Tasks to perform =
a - In the forum discussion about Picard season two, what unofficial explanation is given for Wesley not visiting his former life?
b - Write the next part of the forum discussion about Picard season two, starting after its final post.

Picard S2 is possibly the most garbage season of Trek in the entire franchise, and I'd rather rewatch Insurrection.


Hey, but you get to see Picard get ran over by Brent Spiner in a Tesla!


Joking aside, I liked the whole James Calis guest starring and the twist behind it. Q's speech to Picard at the end was great too. Wesley actually got a good send off from season two in my opinion. However, the season was bad, but it did have some good moments.
 

Axaday

Well-known member
Citizen
It was interesting what they did with tying Wesley and the Travelers and Laris' Grandma and ...Gary Seven? together. But it winds up raising questions for me that I cannot count on them to answer.

And I feel like if Wesley can also time travel, which we didn't know before, then there is no reason he doesn't have time to visit his mom now and then. But then I guess he showed up to the Nemesis wedding. We don't really know that he DOESN'T visit his mom sometimes.

He would have been a big help later on in Nemesis. And in Season 3.
 

Kalidor

Supreme System Overlord
Staff member
Council of Elders
Citizen
Wil Weaton gave an unofficial explanation for that. He said travelers aren't really "allowed" to go interact with their former life or something. I mean it makes a little sense. The Nemesis thing is probably something we should just forget about it.
 

Copper Bezel

Revenge against God for the crime of Being.
Citizen
This season of Picard definitely felt that way. Crusher talked about him as if he was dead on two different occasions. That's a pretty explicit sign that at least according to this series, he hasn't been visiting.
 

G.B.Blackrock

Well-known member
Citizen
Wil Weaton gave an unofficial explanation for that. He said travelers aren't really "allowed" to go interact with their former life or something. I mean it makes a little sense. The Nemesis thing is probably something we should just forget about it.
If we really HAD to reconcile it, I'm sure we could say something like, "he got one opportunity to go back and see folks, explaining that he would never be able to do so again (and why). He chose the timing of Riker's and Troi's wedding to do so." This would also be consistent with Dr. Crusher's feeling that she'd lost him, as stated in S3.
 

G.B.Blackrock

Well-known member
Citizen
Which he really should be doing. You don't evolve into some super powerful being and not call mom every once in a while.
Seems to me that's exactly why you don't. The temptation to do something... unwise... with all that cosmic power is just too great, especially when it involves those you love.
 

TM2-Megatron

Active member
Citizen
I think it was pretty explicitly 2ish. You and I still might be thinking a little too linearly.

Record list =

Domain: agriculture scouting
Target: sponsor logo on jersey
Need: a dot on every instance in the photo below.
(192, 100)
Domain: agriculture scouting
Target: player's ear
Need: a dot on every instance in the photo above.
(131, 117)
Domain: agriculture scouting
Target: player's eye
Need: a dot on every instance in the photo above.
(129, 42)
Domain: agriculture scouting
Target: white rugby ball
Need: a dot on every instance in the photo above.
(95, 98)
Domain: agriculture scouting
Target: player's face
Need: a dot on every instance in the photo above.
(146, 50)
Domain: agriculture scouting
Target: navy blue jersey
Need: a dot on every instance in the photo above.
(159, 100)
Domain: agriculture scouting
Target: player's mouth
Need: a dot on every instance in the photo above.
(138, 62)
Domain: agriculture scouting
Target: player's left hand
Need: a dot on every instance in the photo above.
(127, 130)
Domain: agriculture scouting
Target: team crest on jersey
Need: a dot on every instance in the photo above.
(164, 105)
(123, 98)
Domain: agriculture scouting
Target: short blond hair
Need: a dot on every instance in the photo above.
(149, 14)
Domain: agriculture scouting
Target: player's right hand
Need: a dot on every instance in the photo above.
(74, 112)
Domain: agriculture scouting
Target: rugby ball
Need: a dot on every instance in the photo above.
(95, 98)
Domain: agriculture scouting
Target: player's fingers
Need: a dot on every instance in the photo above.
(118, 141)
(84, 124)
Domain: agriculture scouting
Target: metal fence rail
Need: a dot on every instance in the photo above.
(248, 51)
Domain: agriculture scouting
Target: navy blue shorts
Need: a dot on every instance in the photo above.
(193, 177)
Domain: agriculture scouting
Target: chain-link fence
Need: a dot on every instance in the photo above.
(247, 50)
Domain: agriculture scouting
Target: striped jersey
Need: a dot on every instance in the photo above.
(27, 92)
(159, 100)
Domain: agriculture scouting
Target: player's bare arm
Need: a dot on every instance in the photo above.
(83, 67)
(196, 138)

Expected results =
a - Travelers aren't really "allowed" to go interact with their former life.

b -
Even thinking of an entity like Q as having past or future selves might be thinking a little too linearly. Even the Bajoran wormhole aliens, (arguably) not as evolved as the Continuum, exist in the past, present and future simultaneously.
 

Axaday

Well-known member
Citizen
Two notes from random things seen on Facebook:

I just saw a picture of the Rikers with their daughter and it occurred to me for the first time: Vadic went to their planet, pretended to be Will, kidnapped Troi to use as leverage....and left their daughter alone. Maybe they have neighbors. It didn't seem like it. Maybe she's old enough to take care of herself for a while. A few years older than when we saw her, I guess. Was she off playing in the woods? Seems like she'd help with the leverage thing.

I also just saw a clickbait article by someone who wishes Seven had gotten the Enterprise-F. My first thought was that it is fine if the Enterprise isn't the flagship and just one out doing its work. Especially if it is exploring. And Seven has only been in Starfleet a few years, maybe only a first officer for that week and just got promoted to Captain. She has very little command experience in Starfleet and would be a huge surprise as commander of Enterprise-F. But then the SECOND thought dropped. We didn't ever really see it addressed, but Seven might be right now one of the oldest officers that isn't an Admiral and may have more command experience than the captains of MOST ships in the fleet now.
 

Cybersnark

Well-known member
Citizen
A thought regarding Seven: we've seen that there are three ways to get into Starfleet.

1) Go to Starfleet Academy. This is the path most officers take, though the problem is that the Academy only accepts the best and the brightest (as we saw with Wesley; most candidates have to apply multiple times before they successfully get in), and non-Federation citizens (like Nog) have to be sponsored.

2) Enlist. This will get you into the fleet, but you will not be a commissioned officer. This is the path Chief O'Brien took (he was Chief Petty Officer on DS9, and noted that a fresh-out-of-the-Academy ensign outranked him).

3) Join an equivalent organization recognized by Starfleet, rise through the ranks, and transfer over. We saw this in DS9 when Kira went from a Bajoran Colonel to a Starfleet Commander, and in Lower Decks, when T'Lyn transferred from the Vulcan Expeditionary Fleet to Starfleet. Presumably, Janeway forged an ad-hoc equivalency agreement with the Maquis off-camera when Voyager was stranded, allowing Chakotay's crew to transfer over with their ranks intact (probably facilitated by Chakotay already running his crew to a formal standard).

For Seven, it's possible the Fenris Rangers were such an organization, in which case her previous status as an agent would have a bearing on her Starfleet rank.